Ce roman est donc tout cela à la fois : roman épistolaire qui se transforme en carnet de tournée qui se transforme à son tour en rêverie littéraire qui devient finalement réquisitoire contre la colonisation. Le mouvement est celui de la pensée, du flux multiple de la vie intellectuelle décrite avec une nonchalance très étudiée. Cette polyvalence de René Maran est très impressionnante et donne au roman un chatoiement aux couleurs multiples.
Un roman ambigu : être nègre et fonctionnaire colonial
La toile de fond de ce roman-monde est celle du contexte impérial français. René Maran, contrairement à ce que certains critiques ont pu dire de lui, est d’une netteté et d’une précision sans équivoque sur l’œuvre coloniale. Le réquisitoire est simple et précis : la colonisation, c’est le triomphe du meurtre et de l’illégalité. « Fonctionnaire colonial… Ce métier aurait pu être si beau, si généreux, si noble ! Hélas ! La colonisation est une déesse âpre et cruelle, qui ne se paie pas de mots et se nourrit de sang. Trop pratique pour être sensible, rien ne la détourne de ses projets. Elle se fonde sur l’injustice et l’arbitraire. Il faut, pour lui plaire, jeter en prison les hommes crevant de faim et des femmes allaitant leurs enfants. Il faut, pour lui plaire, arrêter des innocents. Ni les uns ni les autres n’ont quoi que ce soit à se reprocher. Mais la main-d’œuvre pénale faisant plus ou moins défaut, cette illégalité permet d’entreprendre ou d’achever, sans grever le moins du monde le budget local, les travaux en cours. La force primant le droit, le meurtre célébré et honoré, c’est ça la colonisation, c’est ça la civilisation ».

Données fournies:
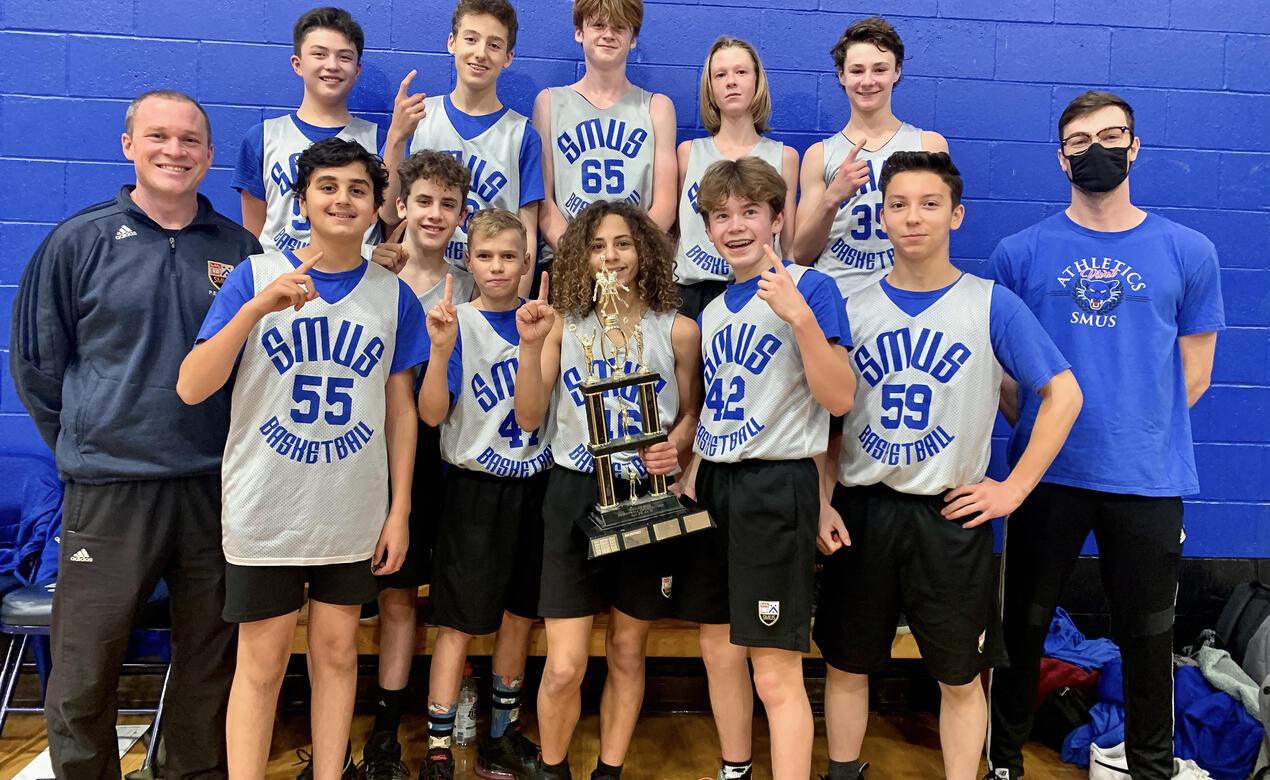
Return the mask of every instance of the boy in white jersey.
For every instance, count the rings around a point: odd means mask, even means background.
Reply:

Consignes:
a) D'après l'extrait sur le roman de René Maran, quelles formes le roman prend-il successivement ? Énumérez-les toutes.
b) Recopiez mot pour mot le passage de l'extrait sur le roman de René Maran qui va de « Ce roman est » jusqu'à « aux couleurs multiples. » inclus.
La liste n'a aucun rapport avec l'extrait sur le roman de René Maran.

Corrigé:
a)
- Roman épistolaire
- Carnet de tournée
- Rêverie littéraire
- Réquisitoire contre la colonisation

b)
Ce roman est donc tout cela à la fois : roman épistolaire qui se transforme en carnet de tournée qui se transforme à son tour en rêverie littéraire qui devient finalement réquisitoire contre la colonisation. Le mouvement est celui de la pensée, du flux multiple de la vie intellectuelle décrite avec une nonchalance très étudiée. Cette polyvalence de René Maran est très impressionnante et donne au roman un chatoiement aux couleurs multiples.